- DATASET CONTENT:
--

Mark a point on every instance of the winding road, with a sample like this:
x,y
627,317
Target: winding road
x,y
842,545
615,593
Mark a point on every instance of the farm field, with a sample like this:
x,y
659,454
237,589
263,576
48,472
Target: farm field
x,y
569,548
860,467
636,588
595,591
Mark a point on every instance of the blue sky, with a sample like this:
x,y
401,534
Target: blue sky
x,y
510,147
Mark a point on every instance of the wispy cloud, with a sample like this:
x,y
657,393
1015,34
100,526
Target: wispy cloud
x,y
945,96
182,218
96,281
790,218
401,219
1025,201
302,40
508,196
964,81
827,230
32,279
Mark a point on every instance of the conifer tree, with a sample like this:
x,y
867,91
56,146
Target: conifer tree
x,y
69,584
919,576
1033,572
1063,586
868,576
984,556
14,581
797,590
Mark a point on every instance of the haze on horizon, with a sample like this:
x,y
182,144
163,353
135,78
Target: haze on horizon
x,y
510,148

--

- TASK OBJECTIVE: Give back exactly the lines running from the line that has "Mark a point on every instance of the haze" to the end of the entries above.

- RESPONSE FOR THIS EXERCISE:
Mark a point on every instance of the haze on horizon, with a sample like this:
x,y
182,144
163,353
135,78
Target: haze on horizon
x,y
510,148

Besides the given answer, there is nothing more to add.